Your task: Check each line of the listing for the word "beach" and give only the number of lines that have it.

Material for the task:
>>>

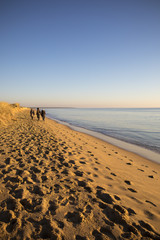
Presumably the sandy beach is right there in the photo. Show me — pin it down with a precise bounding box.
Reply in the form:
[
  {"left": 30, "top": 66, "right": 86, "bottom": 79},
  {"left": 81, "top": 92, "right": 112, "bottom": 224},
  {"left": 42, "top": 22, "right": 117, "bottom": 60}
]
[{"left": 0, "top": 103, "right": 160, "bottom": 240}]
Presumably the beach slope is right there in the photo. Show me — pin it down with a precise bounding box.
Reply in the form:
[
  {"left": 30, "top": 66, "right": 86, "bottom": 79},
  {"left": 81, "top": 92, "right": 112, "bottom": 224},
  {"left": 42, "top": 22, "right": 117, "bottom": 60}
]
[{"left": 0, "top": 104, "right": 160, "bottom": 239}]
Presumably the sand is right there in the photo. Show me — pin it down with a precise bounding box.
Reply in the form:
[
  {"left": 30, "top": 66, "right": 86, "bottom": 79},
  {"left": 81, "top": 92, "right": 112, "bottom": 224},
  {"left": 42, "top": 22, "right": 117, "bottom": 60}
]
[
  {"left": 0, "top": 104, "right": 160, "bottom": 240},
  {"left": 0, "top": 102, "right": 26, "bottom": 127}
]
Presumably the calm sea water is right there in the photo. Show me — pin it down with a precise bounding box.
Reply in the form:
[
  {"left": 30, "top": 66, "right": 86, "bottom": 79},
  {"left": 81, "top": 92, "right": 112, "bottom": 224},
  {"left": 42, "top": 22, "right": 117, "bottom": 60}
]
[{"left": 46, "top": 108, "right": 160, "bottom": 159}]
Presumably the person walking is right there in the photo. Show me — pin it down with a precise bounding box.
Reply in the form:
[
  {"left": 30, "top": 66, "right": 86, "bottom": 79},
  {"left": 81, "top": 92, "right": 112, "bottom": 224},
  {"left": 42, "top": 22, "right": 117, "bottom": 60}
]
[
  {"left": 30, "top": 108, "right": 34, "bottom": 120},
  {"left": 41, "top": 109, "right": 46, "bottom": 121},
  {"left": 36, "top": 108, "right": 40, "bottom": 121}
]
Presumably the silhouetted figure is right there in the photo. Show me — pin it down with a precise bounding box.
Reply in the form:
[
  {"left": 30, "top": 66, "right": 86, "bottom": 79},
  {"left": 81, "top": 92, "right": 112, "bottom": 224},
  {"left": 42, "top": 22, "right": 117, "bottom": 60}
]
[
  {"left": 36, "top": 108, "right": 40, "bottom": 121},
  {"left": 30, "top": 108, "right": 34, "bottom": 120},
  {"left": 41, "top": 109, "right": 46, "bottom": 121}
]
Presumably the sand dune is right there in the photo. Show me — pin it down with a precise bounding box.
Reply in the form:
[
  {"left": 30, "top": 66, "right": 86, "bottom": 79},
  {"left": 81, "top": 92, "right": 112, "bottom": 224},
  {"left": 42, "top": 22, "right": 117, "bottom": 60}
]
[
  {"left": 0, "top": 102, "right": 26, "bottom": 126},
  {"left": 0, "top": 105, "right": 160, "bottom": 239}
]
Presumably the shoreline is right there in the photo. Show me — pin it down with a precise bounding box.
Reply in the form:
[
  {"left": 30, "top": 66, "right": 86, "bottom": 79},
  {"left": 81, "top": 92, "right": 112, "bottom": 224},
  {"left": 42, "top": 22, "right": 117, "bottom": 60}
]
[
  {"left": 47, "top": 116, "right": 160, "bottom": 164},
  {"left": 1, "top": 108, "right": 160, "bottom": 239}
]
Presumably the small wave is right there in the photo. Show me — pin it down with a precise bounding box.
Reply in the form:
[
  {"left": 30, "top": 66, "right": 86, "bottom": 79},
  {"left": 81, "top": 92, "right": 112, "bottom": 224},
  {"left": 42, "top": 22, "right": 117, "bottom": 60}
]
[{"left": 46, "top": 108, "right": 160, "bottom": 163}]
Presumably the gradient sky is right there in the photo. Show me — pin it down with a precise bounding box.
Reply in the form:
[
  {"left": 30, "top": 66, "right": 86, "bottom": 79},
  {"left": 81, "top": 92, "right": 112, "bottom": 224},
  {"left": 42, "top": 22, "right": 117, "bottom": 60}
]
[{"left": 1, "top": 0, "right": 160, "bottom": 107}]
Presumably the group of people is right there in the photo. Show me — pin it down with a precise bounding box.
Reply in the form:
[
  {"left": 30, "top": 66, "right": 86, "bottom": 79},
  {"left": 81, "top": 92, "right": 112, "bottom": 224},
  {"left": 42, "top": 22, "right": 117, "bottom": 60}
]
[{"left": 30, "top": 108, "right": 46, "bottom": 121}]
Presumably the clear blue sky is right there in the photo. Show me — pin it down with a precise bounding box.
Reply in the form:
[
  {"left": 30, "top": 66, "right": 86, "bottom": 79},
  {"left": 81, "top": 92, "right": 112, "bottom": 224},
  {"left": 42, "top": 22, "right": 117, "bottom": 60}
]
[{"left": 1, "top": 0, "right": 160, "bottom": 107}]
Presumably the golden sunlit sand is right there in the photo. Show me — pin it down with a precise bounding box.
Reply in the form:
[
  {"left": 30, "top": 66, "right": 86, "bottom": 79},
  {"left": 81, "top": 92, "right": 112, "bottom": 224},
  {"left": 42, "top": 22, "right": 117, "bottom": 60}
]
[{"left": 0, "top": 103, "right": 160, "bottom": 239}]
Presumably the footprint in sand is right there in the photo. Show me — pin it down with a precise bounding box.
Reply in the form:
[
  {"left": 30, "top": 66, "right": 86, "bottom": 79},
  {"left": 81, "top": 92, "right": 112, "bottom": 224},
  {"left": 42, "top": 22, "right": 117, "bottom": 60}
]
[
  {"left": 114, "top": 195, "right": 121, "bottom": 201},
  {"left": 16, "top": 169, "right": 23, "bottom": 176},
  {"left": 95, "top": 161, "right": 100, "bottom": 165},
  {"left": 124, "top": 180, "right": 131, "bottom": 185},
  {"left": 0, "top": 210, "right": 14, "bottom": 223},
  {"left": 49, "top": 200, "right": 58, "bottom": 215},
  {"left": 138, "top": 220, "right": 157, "bottom": 234},
  {"left": 84, "top": 204, "right": 92, "bottom": 214},
  {"left": 41, "top": 175, "right": 48, "bottom": 182},
  {"left": 127, "top": 208, "right": 136, "bottom": 216},
  {"left": 10, "top": 187, "right": 24, "bottom": 199},
  {"left": 30, "top": 166, "right": 41, "bottom": 174},
  {"left": 79, "top": 161, "right": 86, "bottom": 164},
  {"left": 65, "top": 211, "right": 83, "bottom": 225},
  {"left": 113, "top": 204, "right": 127, "bottom": 214},
  {"left": 77, "top": 180, "right": 92, "bottom": 193},
  {"left": 138, "top": 168, "right": 144, "bottom": 172},
  {"left": 6, "top": 218, "right": 20, "bottom": 233},
  {"left": 56, "top": 220, "right": 64, "bottom": 229},
  {"left": 144, "top": 210, "right": 155, "bottom": 220},
  {"left": 148, "top": 175, "right": 154, "bottom": 178},
  {"left": 61, "top": 168, "right": 69, "bottom": 175},
  {"left": 69, "top": 196, "right": 76, "bottom": 205},
  {"left": 93, "top": 174, "right": 98, "bottom": 178},
  {"left": 74, "top": 170, "right": 83, "bottom": 177},
  {"left": 5, "top": 157, "right": 12, "bottom": 165},
  {"left": 38, "top": 217, "right": 61, "bottom": 239},
  {"left": 20, "top": 198, "right": 36, "bottom": 213},
  {"left": 87, "top": 178, "right": 94, "bottom": 182},
  {"left": 111, "top": 172, "right": 116, "bottom": 176},
  {"left": 1, "top": 197, "right": 20, "bottom": 213},
  {"left": 105, "top": 176, "right": 113, "bottom": 180},
  {"left": 106, "top": 166, "right": 110, "bottom": 170},
  {"left": 54, "top": 184, "right": 61, "bottom": 193},
  {"left": 76, "top": 235, "right": 87, "bottom": 240},
  {"left": 128, "top": 188, "right": 137, "bottom": 193},
  {"left": 96, "top": 189, "right": 114, "bottom": 204},
  {"left": 103, "top": 205, "right": 140, "bottom": 237},
  {"left": 94, "top": 167, "right": 98, "bottom": 171},
  {"left": 32, "top": 185, "right": 44, "bottom": 196},
  {"left": 74, "top": 166, "right": 79, "bottom": 170},
  {"left": 100, "top": 226, "right": 116, "bottom": 239},
  {"left": 92, "top": 229, "right": 104, "bottom": 240},
  {"left": 145, "top": 200, "right": 157, "bottom": 207},
  {"left": 64, "top": 184, "right": 71, "bottom": 190},
  {"left": 99, "top": 202, "right": 108, "bottom": 209}
]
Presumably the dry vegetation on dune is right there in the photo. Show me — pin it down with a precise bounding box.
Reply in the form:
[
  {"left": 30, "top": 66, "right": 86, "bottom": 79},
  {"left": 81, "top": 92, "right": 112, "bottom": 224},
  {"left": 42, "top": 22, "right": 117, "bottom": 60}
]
[{"left": 0, "top": 102, "right": 26, "bottom": 126}]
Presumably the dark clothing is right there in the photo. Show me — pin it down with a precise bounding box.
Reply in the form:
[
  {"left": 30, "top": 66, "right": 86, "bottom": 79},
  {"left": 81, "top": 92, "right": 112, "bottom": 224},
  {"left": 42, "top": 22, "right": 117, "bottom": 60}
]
[
  {"left": 41, "top": 110, "right": 46, "bottom": 121},
  {"left": 36, "top": 108, "right": 40, "bottom": 120},
  {"left": 30, "top": 109, "right": 34, "bottom": 119}
]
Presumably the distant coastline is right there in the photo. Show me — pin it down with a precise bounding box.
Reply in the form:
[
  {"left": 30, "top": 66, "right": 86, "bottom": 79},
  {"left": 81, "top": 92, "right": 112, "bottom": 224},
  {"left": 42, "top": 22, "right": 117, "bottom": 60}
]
[{"left": 29, "top": 106, "right": 76, "bottom": 109}]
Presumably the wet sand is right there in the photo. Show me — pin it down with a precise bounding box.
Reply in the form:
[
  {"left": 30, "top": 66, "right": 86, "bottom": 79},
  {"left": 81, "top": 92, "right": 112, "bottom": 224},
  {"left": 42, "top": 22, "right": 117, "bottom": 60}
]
[{"left": 0, "top": 106, "right": 160, "bottom": 239}]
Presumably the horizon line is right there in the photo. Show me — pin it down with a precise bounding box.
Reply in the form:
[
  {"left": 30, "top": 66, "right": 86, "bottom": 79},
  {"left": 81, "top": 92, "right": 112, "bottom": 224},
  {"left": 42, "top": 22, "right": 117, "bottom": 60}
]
[{"left": 26, "top": 106, "right": 160, "bottom": 109}]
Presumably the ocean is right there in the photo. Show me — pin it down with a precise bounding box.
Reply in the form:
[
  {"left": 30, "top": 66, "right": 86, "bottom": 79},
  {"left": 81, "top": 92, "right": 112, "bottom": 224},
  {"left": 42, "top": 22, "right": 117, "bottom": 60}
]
[{"left": 46, "top": 108, "right": 160, "bottom": 163}]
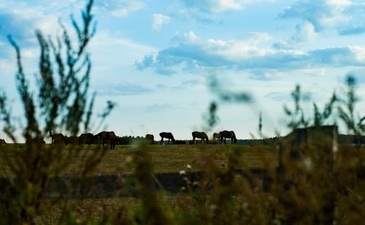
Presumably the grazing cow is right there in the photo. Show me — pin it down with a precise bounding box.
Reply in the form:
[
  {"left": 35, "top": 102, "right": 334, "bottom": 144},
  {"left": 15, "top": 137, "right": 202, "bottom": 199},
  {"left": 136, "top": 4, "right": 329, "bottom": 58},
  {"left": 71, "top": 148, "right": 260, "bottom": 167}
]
[
  {"left": 51, "top": 133, "right": 67, "bottom": 145},
  {"left": 145, "top": 134, "right": 154, "bottom": 145},
  {"left": 0, "top": 139, "right": 6, "bottom": 144},
  {"left": 66, "top": 136, "right": 79, "bottom": 145},
  {"left": 94, "top": 131, "right": 117, "bottom": 149},
  {"left": 79, "top": 133, "right": 94, "bottom": 145},
  {"left": 192, "top": 131, "right": 209, "bottom": 144},
  {"left": 213, "top": 132, "right": 221, "bottom": 144},
  {"left": 26, "top": 137, "right": 46, "bottom": 145},
  {"left": 159, "top": 132, "right": 175, "bottom": 144},
  {"left": 219, "top": 130, "right": 237, "bottom": 144}
]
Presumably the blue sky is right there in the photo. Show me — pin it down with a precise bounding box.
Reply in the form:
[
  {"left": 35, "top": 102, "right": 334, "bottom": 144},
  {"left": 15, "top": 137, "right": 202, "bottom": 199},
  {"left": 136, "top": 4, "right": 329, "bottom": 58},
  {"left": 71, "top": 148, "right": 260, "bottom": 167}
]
[{"left": 2, "top": 0, "right": 365, "bottom": 142}]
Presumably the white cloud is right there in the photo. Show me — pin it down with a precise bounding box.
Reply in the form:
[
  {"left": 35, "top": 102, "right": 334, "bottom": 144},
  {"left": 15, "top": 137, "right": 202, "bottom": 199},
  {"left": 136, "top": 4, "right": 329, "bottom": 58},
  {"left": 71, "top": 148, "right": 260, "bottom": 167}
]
[
  {"left": 293, "top": 21, "right": 316, "bottom": 43},
  {"left": 172, "top": 31, "right": 200, "bottom": 44},
  {"left": 152, "top": 14, "right": 171, "bottom": 31},
  {"left": 205, "top": 33, "right": 274, "bottom": 60},
  {"left": 0, "top": 0, "right": 86, "bottom": 47},
  {"left": 350, "top": 46, "right": 365, "bottom": 62},
  {"left": 136, "top": 29, "right": 365, "bottom": 77},
  {"left": 279, "top": 0, "right": 352, "bottom": 33},
  {"left": 209, "top": 0, "right": 245, "bottom": 12},
  {"left": 184, "top": 31, "right": 200, "bottom": 43},
  {"left": 182, "top": 0, "right": 259, "bottom": 13}
]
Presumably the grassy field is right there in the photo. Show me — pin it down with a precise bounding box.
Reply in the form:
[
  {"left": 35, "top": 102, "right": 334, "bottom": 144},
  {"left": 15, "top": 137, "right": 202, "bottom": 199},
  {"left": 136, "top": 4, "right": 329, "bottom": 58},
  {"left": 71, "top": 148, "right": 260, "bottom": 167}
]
[
  {"left": 0, "top": 143, "right": 279, "bottom": 177},
  {"left": 0, "top": 143, "right": 279, "bottom": 224},
  {"left": 3, "top": 142, "right": 365, "bottom": 224}
]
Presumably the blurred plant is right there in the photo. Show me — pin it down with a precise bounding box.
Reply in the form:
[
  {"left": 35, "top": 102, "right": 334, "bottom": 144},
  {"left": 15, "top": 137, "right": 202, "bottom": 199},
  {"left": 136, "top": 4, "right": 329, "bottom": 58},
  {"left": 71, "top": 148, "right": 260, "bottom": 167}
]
[
  {"left": 203, "top": 101, "right": 220, "bottom": 131},
  {"left": 313, "top": 92, "right": 337, "bottom": 128},
  {"left": 0, "top": 92, "right": 16, "bottom": 142},
  {"left": 283, "top": 84, "right": 338, "bottom": 130},
  {"left": 204, "top": 75, "right": 252, "bottom": 132},
  {"left": 208, "top": 75, "right": 252, "bottom": 106},
  {"left": 283, "top": 85, "right": 310, "bottom": 129},
  {"left": 337, "top": 75, "right": 365, "bottom": 135},
  {"left": 132, "top": 144, "right": 175, "bottom": 225},
  {"left": 0, "top": 0, "right": 115, "bottom": 224}
]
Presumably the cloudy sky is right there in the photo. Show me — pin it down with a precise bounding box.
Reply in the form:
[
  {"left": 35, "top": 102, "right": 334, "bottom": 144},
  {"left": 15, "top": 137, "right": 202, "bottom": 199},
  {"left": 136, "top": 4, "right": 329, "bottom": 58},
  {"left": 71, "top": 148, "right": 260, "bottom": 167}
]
[{"left": 2, "top": 0, "right": 365, "bottom": 142}]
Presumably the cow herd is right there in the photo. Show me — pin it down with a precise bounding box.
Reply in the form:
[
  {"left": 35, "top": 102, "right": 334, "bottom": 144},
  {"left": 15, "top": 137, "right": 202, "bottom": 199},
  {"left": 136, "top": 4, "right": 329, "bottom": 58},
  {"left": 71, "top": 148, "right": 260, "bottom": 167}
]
[
  {"left": 150, "top": 130, "right": 238, "bottom": 145},
  {"left": 0, "top": 131, "right": 118, "bottom": 149},
  {"left": 0, "top": 130, "right": 238, "bottom": 149},
  {"left": 48, "top": 131, "right": 117, "bottom": 149},
  {"left": 50, "top": 129, "right": 238, "bottom": 147},
  {"left": 20, "top": 131, "right": 117, "bottom": 149}
]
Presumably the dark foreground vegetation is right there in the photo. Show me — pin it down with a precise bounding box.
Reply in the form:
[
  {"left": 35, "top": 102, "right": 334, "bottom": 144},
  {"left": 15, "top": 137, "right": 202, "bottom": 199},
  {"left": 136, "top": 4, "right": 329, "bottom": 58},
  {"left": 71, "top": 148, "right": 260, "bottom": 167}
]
[
  {"left": 1, "top": 138, "right": 365, "bottom": 225},
  {"left": 1, "top": 1, "right": 365, "bottom": 224}
]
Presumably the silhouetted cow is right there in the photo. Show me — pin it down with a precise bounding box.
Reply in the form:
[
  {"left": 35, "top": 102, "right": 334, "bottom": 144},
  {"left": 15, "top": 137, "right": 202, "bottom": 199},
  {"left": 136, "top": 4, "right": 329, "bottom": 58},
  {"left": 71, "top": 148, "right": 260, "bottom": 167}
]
[
  {"left": 26, "top": 137, "right": 46, "bottom": 145},
  {"left": 192, "top": 131, "right": 209, "bottom": 144},
  {"left": 160, "top": 132, "right": 175, "bottom": 144},
  {"left": 145, "top": 134, "right": 154, "bottom": 145},
  {"left": 66, "top": 136, "right": 79, "bottom": 145},
  {"left": 213, "top": 132, "right": 222, "bottom": 144},
  {"left": 94, "top": 131, "right": 117, "bottom": 149},
  {"left": 219, "top": 130, "right": 237, "bottom": 144},
  {"left": 51, "top": 133, "right": 67, "bottom": 145},
  {"left": 79, "top": 133, "right": 94, "bottom": 145}
]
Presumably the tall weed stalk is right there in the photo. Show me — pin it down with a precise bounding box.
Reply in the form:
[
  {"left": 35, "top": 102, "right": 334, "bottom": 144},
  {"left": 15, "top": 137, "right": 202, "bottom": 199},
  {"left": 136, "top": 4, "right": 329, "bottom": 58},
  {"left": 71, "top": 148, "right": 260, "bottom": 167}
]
[{"left": 0, "top": 0, "right": 113, "bottom": 224}]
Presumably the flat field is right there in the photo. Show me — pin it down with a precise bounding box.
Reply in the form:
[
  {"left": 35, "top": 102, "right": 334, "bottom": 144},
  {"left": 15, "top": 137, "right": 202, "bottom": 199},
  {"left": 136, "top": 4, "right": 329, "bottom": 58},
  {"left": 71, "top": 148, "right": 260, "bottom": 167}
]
[
  {"left": 0, "top": 143, "right": 279, "bottom": 224},
  {"left": 0, "top": 143, "right": 279, "bottom": 177}
]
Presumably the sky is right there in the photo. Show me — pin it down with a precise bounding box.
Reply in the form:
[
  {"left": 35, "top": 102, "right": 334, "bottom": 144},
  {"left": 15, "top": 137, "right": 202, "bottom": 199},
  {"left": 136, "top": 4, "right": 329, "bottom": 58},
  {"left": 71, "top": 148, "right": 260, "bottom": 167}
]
[{"left": 2, "top": 0, "right": 365, "bottom": 142}]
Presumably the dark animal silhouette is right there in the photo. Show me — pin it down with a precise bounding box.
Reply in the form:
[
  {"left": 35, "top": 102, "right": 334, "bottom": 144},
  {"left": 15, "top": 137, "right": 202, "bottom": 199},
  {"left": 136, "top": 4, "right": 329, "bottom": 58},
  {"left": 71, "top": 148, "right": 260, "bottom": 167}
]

<<<

Expected answer: 2